# Material start

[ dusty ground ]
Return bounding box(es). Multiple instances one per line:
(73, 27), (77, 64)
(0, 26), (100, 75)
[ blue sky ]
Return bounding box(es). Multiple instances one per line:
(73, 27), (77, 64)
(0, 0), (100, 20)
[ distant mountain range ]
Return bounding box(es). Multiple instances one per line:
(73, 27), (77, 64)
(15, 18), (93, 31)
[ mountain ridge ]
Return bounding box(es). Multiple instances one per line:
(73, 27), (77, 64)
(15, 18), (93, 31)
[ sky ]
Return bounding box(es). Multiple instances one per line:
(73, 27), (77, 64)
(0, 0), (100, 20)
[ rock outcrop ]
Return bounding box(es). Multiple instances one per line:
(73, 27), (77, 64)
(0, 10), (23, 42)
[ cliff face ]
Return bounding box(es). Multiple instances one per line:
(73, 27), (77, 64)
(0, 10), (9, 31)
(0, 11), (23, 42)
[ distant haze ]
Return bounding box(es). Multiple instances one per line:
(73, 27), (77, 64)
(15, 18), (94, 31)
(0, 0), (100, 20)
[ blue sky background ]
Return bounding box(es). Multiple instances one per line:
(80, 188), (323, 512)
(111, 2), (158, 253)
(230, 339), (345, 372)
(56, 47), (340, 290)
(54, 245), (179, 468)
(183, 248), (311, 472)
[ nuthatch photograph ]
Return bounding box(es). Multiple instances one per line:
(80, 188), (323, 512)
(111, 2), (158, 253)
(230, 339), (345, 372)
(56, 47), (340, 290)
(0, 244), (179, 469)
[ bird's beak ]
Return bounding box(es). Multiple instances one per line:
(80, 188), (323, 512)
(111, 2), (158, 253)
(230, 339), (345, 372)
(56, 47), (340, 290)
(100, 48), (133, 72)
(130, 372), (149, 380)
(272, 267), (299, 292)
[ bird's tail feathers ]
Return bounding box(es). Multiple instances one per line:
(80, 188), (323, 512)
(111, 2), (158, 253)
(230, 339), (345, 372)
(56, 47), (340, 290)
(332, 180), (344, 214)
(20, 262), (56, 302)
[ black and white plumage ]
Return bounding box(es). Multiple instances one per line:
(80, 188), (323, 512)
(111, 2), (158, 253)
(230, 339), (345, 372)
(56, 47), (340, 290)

# Material end

Your instructions: Rewrite the lines above in full, switching every "mountain" to "hill" and keeping everything else the same.

The result:
[ dusty ground ]
Return bounding box(es). Multiple instances one per line:
(73, 27), (77, 64)
(0, 26), (100, 75)
[ blue sky ]
Return bounding box(es). Multiple instances one per line:
(73, 27), (77, 64)
(0, 0), (100, 20)
[ distant hill range ]
Return bounding box(es). Multiple instances one per line:
(73, 27), (77, 64)
(15, 18), (93, 31)
[ hill ridge ]
Return bounding box(es). Multiple instances one per line:
(73, 27), (77, 64)
(15, 18), (93, 31)
[ sky ]
Return bounding box(es). Multiple instances one per line:
(73, 27), (77, 64)
(0, 0), (100, 20)
[ rock outcrop ]
Return bounding box(es). Multiple instances one per line:
(73, 27), (77, 64)
(0, 10), (23, 42)
[ cliff face ]
Return bounding box(es). Multiple instances one per line:
(73, 27), (77, 64)
(0, 10), (9, 31)
(0, 11), (23, 42)
[ distant haze ]
Return bounding box(es). Multiple instances one per line:
(73, 27), (77, 64)
(15, 18), (94, 31)
(0, 0), (100, 20)
[ blue sky background ]
Return bounding box(es). Multiple instances one per line:
(80, 188), (323, 512)
(111, 2), (158, 253)
(230, 339), (345, 372)
(56, 47), (340, 290)
(54, 245), (179, 468)
(183, 248), (311, 472)
[ nuthatch photograph ]
Return bounding box(es). Multiple instances one per line:
(80, 188), (323, 512)
(111, 2), (158, 253)
(230, 339), (345, 372)
(56, 47), (340, 290)
(0, 244), (179, 469)
[ bird's beak ]
Return bounding box(es). Multiple instances one per line:
(80, 188), (323, 512)
(111, 2), (158, 253)
(230, 339), (345, 372)
(56, 47), (340, 290)
(100, 48), (133, 72)
(130, 372), (149, 380)
(272, 267), (299, 292)
[ bird's tail feathers ]
Return bounding box(es). Multiple instances one per line:
(80, 188), (323, 512)
(111, 2), (158, 253)
(230, 339), (345, 372)
(56, 47), (340, 290)
(332, 180), (344, 214)
(20, 262), (56, 302)
[ black and white plumage ]
Return bounding box(es). Multiple instances one per line:
(80, 188), (323, 512)
(111, 2), (158, 253)
(230, 339), (345, 372)
(56, 47), (340, 290)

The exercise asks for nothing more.